* Cel zadania: Powtórz bez zmian ten fragment tekstu o routerze, który zaczyna się od słów zawierających „Data: Sun 05”, a kończy na „i rozlozy maszyne...”.

Autor: Krzysztof Halasa (khc_at_intrepid.pm.waw.pl)
Data: Sun 05 Apr 1998 - 04:21:21 MET DST
"Jarek Ozimek" <jozimek_at_gnet.pl> writes:
> Nie ma jednak jak stacjonarny, osobny router. PC czasem trzeba zrebootowac,
> moze pasc dysk, moze trzeba dodac RAM lub doinstalowac troche rzeczy, a moze
> ktos sie wlamie lub jakis luser uruchomi glupi proces i rozlozy maszyne...
> Wtedy nie uzyskasz 99.9% up-time.

* Dostarczony materiał:
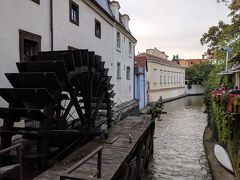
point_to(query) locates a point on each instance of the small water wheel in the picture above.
(62, 96)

* Wynik:
Data: Sun 05 Apr 1998 - 04:21:21 MET DST
"Jarek Ozimek" <jozimek_at_gnet.pl> writes:
> Nie ma jednak jak stacjonarny, osobny router. PC czasem trzeba zrebootowac,
> moze pasc dysk, moze trzeba dodac RAM lub doinstalowac troche rzeczy, a moze
> ktos sie wlamie lub jakis luser uruchomi glupi proces i rozlozy maszyne...